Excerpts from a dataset
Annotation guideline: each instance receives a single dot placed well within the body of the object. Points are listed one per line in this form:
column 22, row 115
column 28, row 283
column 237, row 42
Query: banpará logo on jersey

**REQUIRED ACTION**. Repeat exactly the lines from the one containing "column 22, row 115" to the end of the records.

**TASK ANSWER**.
column 22, row 115
column 28, row 283
column 237, row 42
Query: banpará logo on jersey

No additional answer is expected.